→ **Document segment**
━━━━━━
Noticeably, China and its companies will get a chance to fill this vacuum created by Western countries. This will bring Chinese and other allied countries and their businesses on a  global stage. Russian people will still get what they need but from Chinese or domestic companies.

Fintech companies from countries like China and India will certainly be big beneficiaries of this.

US Dollar hegemony

US sanctions will stop transactions in US Dollar but will have little  impact on transactions happening in currencies like the Renminbi (CNY). This will provide a Golden chance to China in realising its long-standing dream of breaking the hegemony of the US dollar and bringing CNY to the global platform as an alternative to the US dollar for international transactions. If this happens, it will be a big blow to America’s economic supremacy. Their sanctions so far have been an effective deterrent because of US Dollar is a reserve currency and standard for International transactions. Availability of alternatives will be a big blow for them.

Social Media

It plays such a critical role internationally in socio-economic international politics. The narratives on social media can divide or unite people and there have been numerous examples of this in the past. Isolating Russians with US social media will be a bigger problem for the US and the West than for Russians. 

How will the US  provide a counter-narrative to Russian people without its social media? Setting aside the financial losses to such companies is just like losing the biggest leverage to your enemy. Today it’s Russia and China, next will be many other countries who will reply on alternative platforms which will reduce the reliance on US companies further.
━━━━━━
→ **Exercise instructions**
Copy everything from "Fintech companies from" down to "blow for them." in the sanctions text, swapping "Renminbi" for "yuan". The data after this point comes from a separate source.
━━━━━━
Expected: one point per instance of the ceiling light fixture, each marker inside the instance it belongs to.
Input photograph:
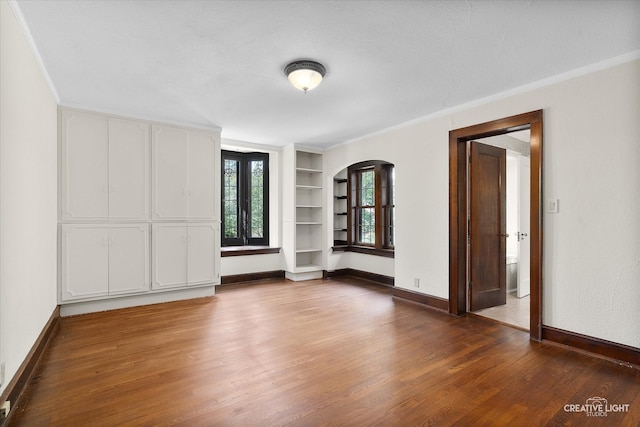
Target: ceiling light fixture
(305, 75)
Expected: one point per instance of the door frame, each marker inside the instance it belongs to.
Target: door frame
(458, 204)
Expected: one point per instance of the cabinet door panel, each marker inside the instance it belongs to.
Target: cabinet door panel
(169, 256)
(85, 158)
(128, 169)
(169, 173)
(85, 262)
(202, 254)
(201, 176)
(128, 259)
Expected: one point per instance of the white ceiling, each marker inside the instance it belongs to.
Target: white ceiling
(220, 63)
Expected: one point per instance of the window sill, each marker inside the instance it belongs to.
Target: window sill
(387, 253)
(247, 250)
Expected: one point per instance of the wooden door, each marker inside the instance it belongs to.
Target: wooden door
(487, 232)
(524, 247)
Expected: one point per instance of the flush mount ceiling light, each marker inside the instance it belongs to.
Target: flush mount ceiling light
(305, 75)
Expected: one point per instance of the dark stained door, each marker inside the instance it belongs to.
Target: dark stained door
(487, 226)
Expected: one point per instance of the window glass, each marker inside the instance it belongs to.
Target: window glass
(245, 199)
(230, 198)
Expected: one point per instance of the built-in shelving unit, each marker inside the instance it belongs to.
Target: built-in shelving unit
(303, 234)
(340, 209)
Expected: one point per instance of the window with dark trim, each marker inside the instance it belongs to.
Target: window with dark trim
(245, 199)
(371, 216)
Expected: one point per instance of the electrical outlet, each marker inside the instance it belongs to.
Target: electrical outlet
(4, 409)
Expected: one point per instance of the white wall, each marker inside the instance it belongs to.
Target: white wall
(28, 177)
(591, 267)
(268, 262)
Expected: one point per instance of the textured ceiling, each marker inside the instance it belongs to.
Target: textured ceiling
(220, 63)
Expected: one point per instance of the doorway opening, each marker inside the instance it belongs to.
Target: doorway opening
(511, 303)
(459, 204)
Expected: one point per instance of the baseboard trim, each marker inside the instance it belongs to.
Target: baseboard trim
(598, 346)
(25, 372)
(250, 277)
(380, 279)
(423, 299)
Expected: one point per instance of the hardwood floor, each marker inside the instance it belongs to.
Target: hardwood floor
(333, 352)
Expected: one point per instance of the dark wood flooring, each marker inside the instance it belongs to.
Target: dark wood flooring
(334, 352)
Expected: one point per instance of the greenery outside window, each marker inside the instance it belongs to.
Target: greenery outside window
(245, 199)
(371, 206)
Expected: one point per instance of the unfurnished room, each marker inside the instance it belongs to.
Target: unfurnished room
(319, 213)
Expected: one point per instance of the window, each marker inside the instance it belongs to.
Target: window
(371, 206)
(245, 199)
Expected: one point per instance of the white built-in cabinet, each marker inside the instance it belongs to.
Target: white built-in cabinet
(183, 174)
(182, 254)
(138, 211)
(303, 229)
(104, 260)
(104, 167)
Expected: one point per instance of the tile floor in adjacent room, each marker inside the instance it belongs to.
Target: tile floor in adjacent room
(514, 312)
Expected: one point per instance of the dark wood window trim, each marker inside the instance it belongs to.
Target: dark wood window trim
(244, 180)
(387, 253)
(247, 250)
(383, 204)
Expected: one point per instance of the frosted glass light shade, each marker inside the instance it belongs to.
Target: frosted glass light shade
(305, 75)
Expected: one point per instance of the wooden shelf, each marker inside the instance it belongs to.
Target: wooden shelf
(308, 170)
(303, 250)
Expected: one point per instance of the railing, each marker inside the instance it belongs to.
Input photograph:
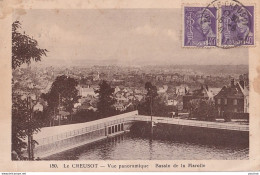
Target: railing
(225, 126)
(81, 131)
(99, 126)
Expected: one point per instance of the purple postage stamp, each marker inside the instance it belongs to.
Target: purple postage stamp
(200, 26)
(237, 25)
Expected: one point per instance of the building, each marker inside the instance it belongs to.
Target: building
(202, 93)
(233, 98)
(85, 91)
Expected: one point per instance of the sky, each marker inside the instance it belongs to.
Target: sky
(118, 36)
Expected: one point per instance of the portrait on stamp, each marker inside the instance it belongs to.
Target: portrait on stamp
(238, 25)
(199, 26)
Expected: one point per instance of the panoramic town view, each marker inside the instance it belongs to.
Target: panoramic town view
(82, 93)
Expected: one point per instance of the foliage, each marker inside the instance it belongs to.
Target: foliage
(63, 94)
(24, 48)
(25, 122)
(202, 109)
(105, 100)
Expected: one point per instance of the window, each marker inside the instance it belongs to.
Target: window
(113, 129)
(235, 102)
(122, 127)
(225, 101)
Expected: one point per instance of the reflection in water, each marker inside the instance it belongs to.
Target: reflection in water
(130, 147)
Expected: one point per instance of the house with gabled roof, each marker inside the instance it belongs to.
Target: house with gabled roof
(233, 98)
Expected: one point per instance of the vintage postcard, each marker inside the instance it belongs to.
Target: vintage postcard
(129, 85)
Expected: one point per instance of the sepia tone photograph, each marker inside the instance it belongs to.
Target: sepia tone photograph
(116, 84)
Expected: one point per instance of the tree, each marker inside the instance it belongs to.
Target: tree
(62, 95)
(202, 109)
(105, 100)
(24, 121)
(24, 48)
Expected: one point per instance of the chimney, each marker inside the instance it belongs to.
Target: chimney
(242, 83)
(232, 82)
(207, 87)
━━━━━━
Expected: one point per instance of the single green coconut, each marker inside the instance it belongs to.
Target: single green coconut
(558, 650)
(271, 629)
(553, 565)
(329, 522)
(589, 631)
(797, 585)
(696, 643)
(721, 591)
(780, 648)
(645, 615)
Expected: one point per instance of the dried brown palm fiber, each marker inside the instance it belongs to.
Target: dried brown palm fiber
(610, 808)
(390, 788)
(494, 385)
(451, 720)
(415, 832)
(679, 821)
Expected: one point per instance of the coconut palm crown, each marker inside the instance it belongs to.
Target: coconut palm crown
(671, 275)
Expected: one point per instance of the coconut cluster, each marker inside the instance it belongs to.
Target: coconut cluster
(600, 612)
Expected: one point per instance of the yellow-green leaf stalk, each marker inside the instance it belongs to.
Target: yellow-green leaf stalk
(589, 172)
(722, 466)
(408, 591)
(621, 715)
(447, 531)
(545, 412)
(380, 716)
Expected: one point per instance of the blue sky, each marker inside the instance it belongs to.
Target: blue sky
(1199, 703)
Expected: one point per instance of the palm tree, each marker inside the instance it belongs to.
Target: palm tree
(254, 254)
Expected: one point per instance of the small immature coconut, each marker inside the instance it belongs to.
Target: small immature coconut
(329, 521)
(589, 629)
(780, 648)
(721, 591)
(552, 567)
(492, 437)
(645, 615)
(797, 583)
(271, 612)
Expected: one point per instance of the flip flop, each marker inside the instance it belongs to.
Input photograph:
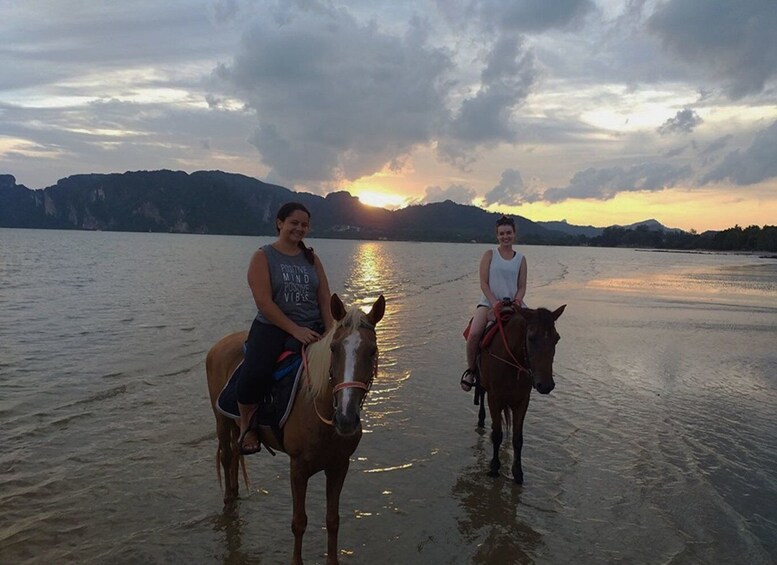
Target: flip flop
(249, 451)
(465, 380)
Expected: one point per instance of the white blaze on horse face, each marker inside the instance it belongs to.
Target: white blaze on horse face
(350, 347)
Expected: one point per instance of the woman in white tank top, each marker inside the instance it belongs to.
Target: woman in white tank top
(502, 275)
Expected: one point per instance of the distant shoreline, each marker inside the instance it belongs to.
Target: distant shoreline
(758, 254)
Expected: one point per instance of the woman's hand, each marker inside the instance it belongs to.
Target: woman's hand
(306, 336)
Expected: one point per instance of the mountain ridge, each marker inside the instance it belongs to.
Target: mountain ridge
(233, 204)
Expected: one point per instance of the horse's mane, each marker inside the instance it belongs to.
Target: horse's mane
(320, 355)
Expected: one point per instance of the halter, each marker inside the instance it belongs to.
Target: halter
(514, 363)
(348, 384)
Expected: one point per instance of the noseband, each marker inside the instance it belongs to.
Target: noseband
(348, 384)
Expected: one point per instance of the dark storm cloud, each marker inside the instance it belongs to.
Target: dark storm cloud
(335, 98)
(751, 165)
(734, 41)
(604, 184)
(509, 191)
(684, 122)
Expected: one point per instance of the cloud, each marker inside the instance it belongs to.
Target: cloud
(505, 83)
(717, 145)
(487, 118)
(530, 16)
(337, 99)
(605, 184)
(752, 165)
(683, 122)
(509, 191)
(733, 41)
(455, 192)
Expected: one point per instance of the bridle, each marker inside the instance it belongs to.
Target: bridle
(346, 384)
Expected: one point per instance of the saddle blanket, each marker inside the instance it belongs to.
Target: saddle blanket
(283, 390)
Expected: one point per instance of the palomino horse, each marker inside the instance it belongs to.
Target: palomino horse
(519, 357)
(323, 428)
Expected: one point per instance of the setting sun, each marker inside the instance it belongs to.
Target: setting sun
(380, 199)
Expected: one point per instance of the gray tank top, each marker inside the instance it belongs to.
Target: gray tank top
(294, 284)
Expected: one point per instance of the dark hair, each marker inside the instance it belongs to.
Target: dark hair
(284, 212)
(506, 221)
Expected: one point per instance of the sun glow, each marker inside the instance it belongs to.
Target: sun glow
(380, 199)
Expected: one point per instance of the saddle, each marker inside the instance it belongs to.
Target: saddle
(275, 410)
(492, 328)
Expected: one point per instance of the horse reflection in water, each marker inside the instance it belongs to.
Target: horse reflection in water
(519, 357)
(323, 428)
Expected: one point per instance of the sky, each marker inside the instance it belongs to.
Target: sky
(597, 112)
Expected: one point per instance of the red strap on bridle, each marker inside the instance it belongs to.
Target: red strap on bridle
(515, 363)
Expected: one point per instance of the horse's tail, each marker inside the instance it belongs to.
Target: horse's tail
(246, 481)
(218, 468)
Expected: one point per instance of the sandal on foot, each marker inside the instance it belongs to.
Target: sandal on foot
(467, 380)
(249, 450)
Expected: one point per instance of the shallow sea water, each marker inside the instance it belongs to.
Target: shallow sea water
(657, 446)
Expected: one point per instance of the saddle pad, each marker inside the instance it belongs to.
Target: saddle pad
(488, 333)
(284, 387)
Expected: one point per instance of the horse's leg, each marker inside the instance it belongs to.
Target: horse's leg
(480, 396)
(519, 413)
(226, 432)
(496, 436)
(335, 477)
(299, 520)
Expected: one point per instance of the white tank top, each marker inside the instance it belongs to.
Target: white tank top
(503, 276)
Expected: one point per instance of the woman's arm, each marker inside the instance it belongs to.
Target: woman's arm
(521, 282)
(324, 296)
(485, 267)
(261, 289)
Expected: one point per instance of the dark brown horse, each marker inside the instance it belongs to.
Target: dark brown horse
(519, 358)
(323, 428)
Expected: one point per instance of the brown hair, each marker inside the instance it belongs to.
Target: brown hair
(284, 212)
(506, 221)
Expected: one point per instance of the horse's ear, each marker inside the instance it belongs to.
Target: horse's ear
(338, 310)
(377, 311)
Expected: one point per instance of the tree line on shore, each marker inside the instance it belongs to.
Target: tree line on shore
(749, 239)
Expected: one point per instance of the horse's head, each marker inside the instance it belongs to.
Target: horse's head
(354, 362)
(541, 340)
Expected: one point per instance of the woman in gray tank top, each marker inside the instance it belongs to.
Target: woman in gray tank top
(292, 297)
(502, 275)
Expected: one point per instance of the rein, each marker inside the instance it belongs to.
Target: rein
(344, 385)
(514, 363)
━━━━━━
→ **Answer for this exercise**
Fintech companies from countries like China and India will certainly be big beneficiaries of this.

US Dollar hegemony

US sanctions will stop transactions in US Dollar but will have little  impact on transactions happening in currencies like the yuan (CNY). This will provide a Golden chance to China in realising its long-standing dream of breaking the hegemony of the US dollar and bringing CNY to the global platform as an alternative to the US dollar for international transactions. If this happens, it will be a big blow to America’s economic supremacy. Their sanctions so far have been an effective deterrent because of US Dollar is a reserve currency and standard for International transactions. Availability of alternatives will be a big blow for them.